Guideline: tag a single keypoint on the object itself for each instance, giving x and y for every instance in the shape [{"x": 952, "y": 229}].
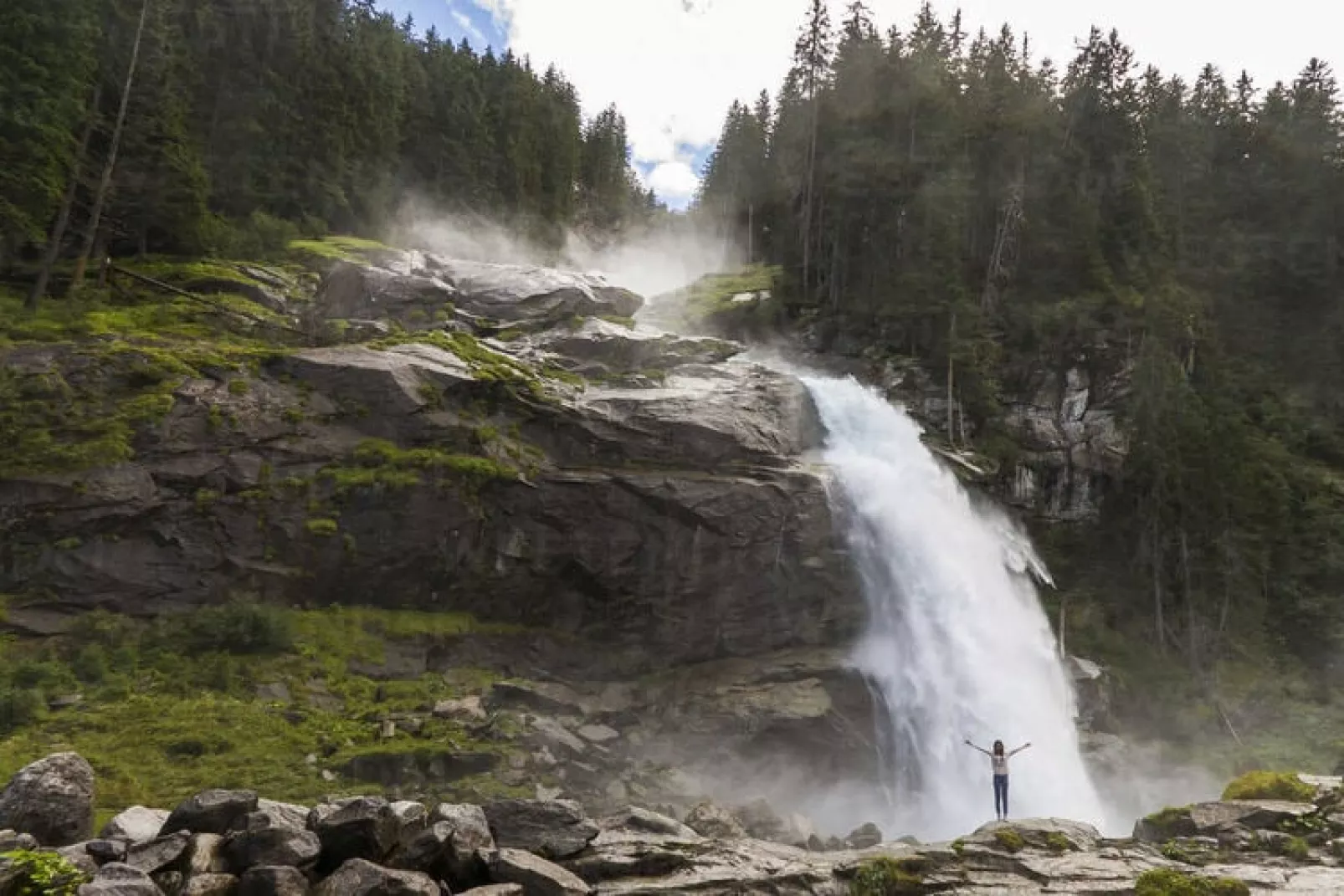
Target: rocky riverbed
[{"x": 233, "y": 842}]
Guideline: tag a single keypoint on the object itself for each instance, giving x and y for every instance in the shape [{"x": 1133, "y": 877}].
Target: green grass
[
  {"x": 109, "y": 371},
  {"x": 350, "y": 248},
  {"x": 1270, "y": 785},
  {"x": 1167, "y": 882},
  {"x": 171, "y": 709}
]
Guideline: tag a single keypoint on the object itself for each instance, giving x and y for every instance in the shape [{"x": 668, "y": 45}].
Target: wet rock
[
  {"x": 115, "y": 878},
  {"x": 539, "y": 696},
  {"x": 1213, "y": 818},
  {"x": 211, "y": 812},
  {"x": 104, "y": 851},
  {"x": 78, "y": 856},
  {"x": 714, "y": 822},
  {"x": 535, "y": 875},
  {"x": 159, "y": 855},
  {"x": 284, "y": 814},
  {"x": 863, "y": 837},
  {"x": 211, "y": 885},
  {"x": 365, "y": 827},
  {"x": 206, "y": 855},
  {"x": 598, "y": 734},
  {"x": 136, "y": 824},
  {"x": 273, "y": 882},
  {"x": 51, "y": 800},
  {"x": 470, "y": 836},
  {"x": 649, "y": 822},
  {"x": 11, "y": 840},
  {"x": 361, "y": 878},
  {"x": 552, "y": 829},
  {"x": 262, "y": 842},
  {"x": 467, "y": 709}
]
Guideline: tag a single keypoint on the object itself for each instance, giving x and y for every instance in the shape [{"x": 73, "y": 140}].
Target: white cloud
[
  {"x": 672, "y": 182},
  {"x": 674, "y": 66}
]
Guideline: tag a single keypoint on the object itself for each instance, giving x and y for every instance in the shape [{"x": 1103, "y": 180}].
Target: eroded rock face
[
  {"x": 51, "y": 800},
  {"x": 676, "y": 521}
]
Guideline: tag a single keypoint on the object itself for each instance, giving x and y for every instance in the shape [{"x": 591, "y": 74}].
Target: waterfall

EXERCISE INSTRUCTIONS:
Quote the entries above word for word. Leave the images out.

FINISHED EXERCISE:
Guideline: tag a single keypoint on the object itself for each instance, giving x and y for every instance in the shape [{"x": 952, "y": 229}].
Target: rocky riverbed
[{"x": 233, "y": 842}]
Guideline: tag a single keypoint on the object itself for each instance, giving x and y for every instance in the shape [{"x": 1133, "y": 877}].
Target: green grass
[
  {"x": 109, "y": 371},
  {"x": 350, "y": 248},
  {"x": 1270, "y": 785},
  {"x": 1167, "y": 882},
  {"x": 171, "y": 709}
]
Guideline: tag a single keypoint on the object itself for each instance, giving x and y for every instance in the shape [{"x": 668, "y": 45}].
Target: wet rock
[
  {"x": 115, "y": 878},
  {"x": 539, "y": 696},
  {"x": 1213, "y": 818},
  {"x": 211, "y": 812},
  {"x": 104, "y": 851},
  {"x": 78, "y": 856},
  {"x": 714, "y": 822},
  {"x": 535, "y": 875},
  {"x": 159, "y": 855},
  {"x": 284, "y": 814},
  {"x": 863, "y": 837},
  {"x": 211, "y": 885},
  {"x": 365, "y": 827},
  {"x": 206, "y": 855},
  {"x": 598, "y": 734},
  {"x": 136, "y": 824},
  {"x": 273, "y": 882},
  {"x": 51, "y": 800},
  {"x": 470, "y": 836},
  {"x": 649, "y": 822},
  {"x": 11, "y": 840},
  {"x": 361, "y": 878},
  {"x": 552, "y": 829},
  {"x": 262, "y": 842},
  {"x": 467, "y": 709}
]
Guideline: tag a single keypoint on the object itself for each instance, giving x and y for every instance in the shape [{"x": 73, "y": 140}].
Target: white cloud
[
  {"x": 672, "y": 182},
  {"x": 674, "y": 66}
]
Guideline: tag a single keypoint on the object itself for each instance, giving x and y for every instance in the shape [{"x": 1103, "y": 180}].
Target: eroded rock face
[
  {"x": 51, "y": 800},
  {"x": 676, "y": 521}
]
Guideline: tag a single keypoint on the object itself for each instance, giving x and y for every instance in the shape [{"x": 591, "y": 74}].
Target: waterfall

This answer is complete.